### [Short task]
Copy every row below word for word, but leave out the pictures.

============

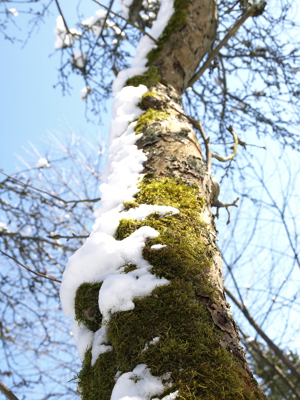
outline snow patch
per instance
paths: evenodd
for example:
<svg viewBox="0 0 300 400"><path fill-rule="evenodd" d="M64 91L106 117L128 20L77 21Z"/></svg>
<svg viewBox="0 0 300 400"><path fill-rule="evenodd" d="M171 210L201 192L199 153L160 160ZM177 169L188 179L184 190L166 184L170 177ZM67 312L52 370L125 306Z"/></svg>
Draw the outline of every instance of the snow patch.
<svg viewBox="0 0 300 400"><path fill-rule="evenodd" d="M127 3L130 3L130 5L132 2L132 0L124 0L124 1L126 1L127 7L129 6ZM156 19L153 22L149 32L149 35L154 39L158 38L174 14L174 0L164 0L162 2ZM125 4L124 6L125 8ZM147 70L148 68L146 66L148 61L147 55L152 49L156 47L155 42L148 36L145 35L141 38L136 47L136 54L132 60L132 67L120 71L113 82L112 92L114 96L120 92L128 78L135 75L140 75Z"/></svg>
<svg viewBox="0 0 300 400"><path fill-rule="evenodd" d="M50 166L46 158L40 158L35 165L36 168L48 168Z"/></svg>
<svg viewBox="0 0 300 400"><path fill-rule="evenodd" d="M169 377L154 376L147 366L139 364L132 372L121 375L114 387L110 400L150 400L162 393L166 387L162 380Z"/></svg>
<svg viewBox="0 0 300 400"><path fill-rule="evenodd" d="M6 224L0 222L0 233L9 233L10 230Z"/></svg>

============

### [Output]
outline snow patch
per instance
paths: evenodd
for example:
<svg viewBox="0 0 300 400"><path fill-rule="evenodd" d="M64 91L106 117L128 20L77 21Z"/></svg>
<svg viewBox="0 0 300 400"><path fill-rule="evenodd" d="M171 210L201 192L199 153L160 160ZM177 169L188 179L184 190L166 184L170 177ZM67 312L52 370L125 306Z"/></svg>
Draw the outline of every instance of the snow patch.
<svg viewBox="0 0 300 400"><path fill-rule="evenodd" d="M127 3L130 3L130 5L132 2L132 0L124 0L124 1L126 1L127 7L129 6ZM156 19L153 22L149 32L149 35L154 39L158 38L174 14L174 0L164 0L162 2ZM125 4L124 6L125 8ZM147 70L148 68L146 66L148 61L147 55L152 49L156 47L155 42L148 36L145 35L141 38L136 47L136 54L132 60L132 67L120 71L113 82L112 92L114 96L120 92L128 78L135 75L140 75Z"/></svg>
<svg viewBox="0 0 300 400"><path fill-rule="evenodd" d="M50 166L46 158L40 158L35 165L36 168L48 168Z"/></svg>
<svg viewBox="0 0 300 400"><path fill-rule="evenodd" d="M169 377L154 376L147 366L139 364L132 372L121 375L114 387L110 400L150 400L162 393L166 387L162 380Z"/></svg>
<svg viewBox="0 0 300 400"><path fill-rule="evenodd" d="M6 224L0 222L0 233L9 233L10 230Z"/></svg>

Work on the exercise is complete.